__What needs to be done__: Gather every line of the items below that contains the word "white", matching case exactly.

— begin Data supplied —

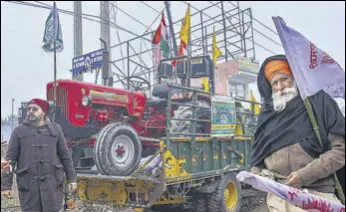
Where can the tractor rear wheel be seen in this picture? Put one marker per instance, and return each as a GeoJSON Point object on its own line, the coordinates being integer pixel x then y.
{"type": "Point", "coordinates": [118, 150]}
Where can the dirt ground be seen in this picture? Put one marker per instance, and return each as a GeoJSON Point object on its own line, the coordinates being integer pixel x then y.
{"type": "Point", "coordinates": [252, 201]}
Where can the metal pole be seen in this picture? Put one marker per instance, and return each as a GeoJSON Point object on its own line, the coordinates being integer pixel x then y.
{"type": "Point", "coordinates": [167, 5]}
{"type": "Point", "coordinates": [77, 33]}
{"type": "Point", "coordinates": [105, 28]}
{"type": "Point", "coordinates": [12, 114]}
{"type": "Point", "coordinates": [128, 66]}
{"type": "Point", "coordinates": [54, 20]}
{"type": "Point", "coordinates": [224, 29]}
{"type": "Point", "coordinates": [203, 36]}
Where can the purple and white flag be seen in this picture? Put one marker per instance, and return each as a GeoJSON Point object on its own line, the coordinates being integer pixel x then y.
{"type": "Point", "coordinates": [313, 69]}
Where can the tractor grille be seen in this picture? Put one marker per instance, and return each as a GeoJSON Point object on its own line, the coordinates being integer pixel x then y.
{"type": "Point", "coordinates": [61, 98]}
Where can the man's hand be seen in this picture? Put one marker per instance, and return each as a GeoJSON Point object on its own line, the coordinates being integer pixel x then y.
{"type": "Point", "coordinates": [5, 166]}
{"type": "Point", "coordinates": [72, 187]}
{"type": "Point", "coordinates": [7, 194]}
{"type": "Point", "coordinates": [294, 180]}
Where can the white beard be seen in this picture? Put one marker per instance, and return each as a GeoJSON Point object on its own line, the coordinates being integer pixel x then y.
{"type": "Point", "coordinates": [281, 98]}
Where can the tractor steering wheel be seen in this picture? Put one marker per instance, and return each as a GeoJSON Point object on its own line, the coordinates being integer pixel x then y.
{"type": "Point", "coordinates": [137, 83]}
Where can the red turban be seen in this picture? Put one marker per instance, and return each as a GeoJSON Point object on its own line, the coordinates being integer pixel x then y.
{"type": "Point", "coordinates": [44, 105]}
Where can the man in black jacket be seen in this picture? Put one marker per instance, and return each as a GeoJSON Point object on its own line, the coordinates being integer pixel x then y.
{"type": "Point", "coordinates": [40, 154]}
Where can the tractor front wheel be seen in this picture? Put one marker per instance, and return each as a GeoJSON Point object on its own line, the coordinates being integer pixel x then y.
{"type": "Point", "coordinates": [118, 150]}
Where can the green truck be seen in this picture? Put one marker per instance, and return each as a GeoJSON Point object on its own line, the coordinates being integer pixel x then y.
{"type": "Point", "coordinates": [197, 169]}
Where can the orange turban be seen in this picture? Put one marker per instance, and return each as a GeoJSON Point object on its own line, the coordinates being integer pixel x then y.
{"type": "Point", "coordinates": [276, 66]}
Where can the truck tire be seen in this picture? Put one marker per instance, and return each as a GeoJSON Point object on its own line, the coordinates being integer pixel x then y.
{"type": "Point", "coordinates": [101, 136]}
{"type": "Point", "coordinates": [118, 150]}
{"type": "Point", "coordinates": [184, 112]}
{"type": "Point", "coordinates": [227, 196]}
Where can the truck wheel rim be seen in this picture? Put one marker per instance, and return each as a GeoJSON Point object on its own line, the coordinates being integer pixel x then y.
{"type": "Point", "coordinates": [231, 196]}
{"type": "Point", "coordinates": [123, 151]}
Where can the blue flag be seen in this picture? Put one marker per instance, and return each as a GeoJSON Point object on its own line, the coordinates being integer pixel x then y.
{"type": "Point", "coordinates": [52, 32]}
{"type": "Point", "coordinates": [313, 69]}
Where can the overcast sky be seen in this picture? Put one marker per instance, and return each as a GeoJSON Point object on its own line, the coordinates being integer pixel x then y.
{"type": "Point", "coordinates": [26, 68]}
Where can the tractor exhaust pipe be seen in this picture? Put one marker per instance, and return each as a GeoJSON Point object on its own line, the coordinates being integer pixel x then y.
{"type": "Point", "coordinates": [107, 80]}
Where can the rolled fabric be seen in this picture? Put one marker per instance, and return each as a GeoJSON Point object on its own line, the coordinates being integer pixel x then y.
{"type": "Point", "coordinates": [299, 198]}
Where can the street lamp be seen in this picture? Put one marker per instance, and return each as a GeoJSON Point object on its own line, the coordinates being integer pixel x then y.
{"type": "Point", "coordinates": [12, 114]}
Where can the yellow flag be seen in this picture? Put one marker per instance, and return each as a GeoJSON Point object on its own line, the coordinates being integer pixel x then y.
{"type": "Point", "coordinates": [185, 29]}
{"type": "Point", "coordinates": [255, 106]}
{"type": "Point", "coordinates": [216, 51]}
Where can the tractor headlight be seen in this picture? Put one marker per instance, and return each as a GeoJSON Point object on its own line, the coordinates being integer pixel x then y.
{"type": "Point", "coordinates": [85, 101]}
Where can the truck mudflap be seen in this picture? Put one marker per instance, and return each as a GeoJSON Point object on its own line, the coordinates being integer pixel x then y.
{"type": "Point", "coordinates": [139, 191]}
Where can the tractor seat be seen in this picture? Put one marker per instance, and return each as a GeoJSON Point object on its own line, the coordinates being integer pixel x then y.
{"type": "Point", "coordinates": [161, 91]}
{"type": "Point", "coordinates": [160, 103]}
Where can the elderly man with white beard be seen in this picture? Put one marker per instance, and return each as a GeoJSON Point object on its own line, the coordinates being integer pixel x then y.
{"type": "Point", "coordinates": [285, 147]}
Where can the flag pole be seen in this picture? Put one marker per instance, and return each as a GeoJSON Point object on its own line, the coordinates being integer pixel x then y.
{"type": "Point", "coordinates": [55, 28]}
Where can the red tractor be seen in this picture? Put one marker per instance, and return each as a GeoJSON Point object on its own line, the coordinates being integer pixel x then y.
{"type": "Point", "coordinates": [120, 125]}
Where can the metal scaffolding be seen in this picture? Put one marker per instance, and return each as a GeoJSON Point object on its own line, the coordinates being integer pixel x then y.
{"type": "Point", "coordinates": [233, 28]}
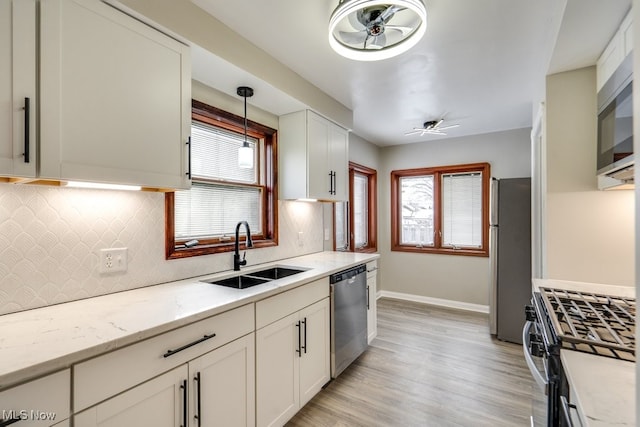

— end Data supplied —

__Output for this task__:
Where can the purple and white flag be seen in this picture? Put one marker per instance, and return each as a GeoJSON Point object on its own line, the coordinates being integer pixel x then y.
Where can the white beard be seen in this picture? Put one marker per instance, and return each as a GeoJSON Point object on its own line, the coordinates being integer pixel x then y.
Where can the elderly man with white beard be seen in this picture? Put one marker per instance, and return each as a GeoJSON Point object on its own line, the coordinates being integer pixel x then y.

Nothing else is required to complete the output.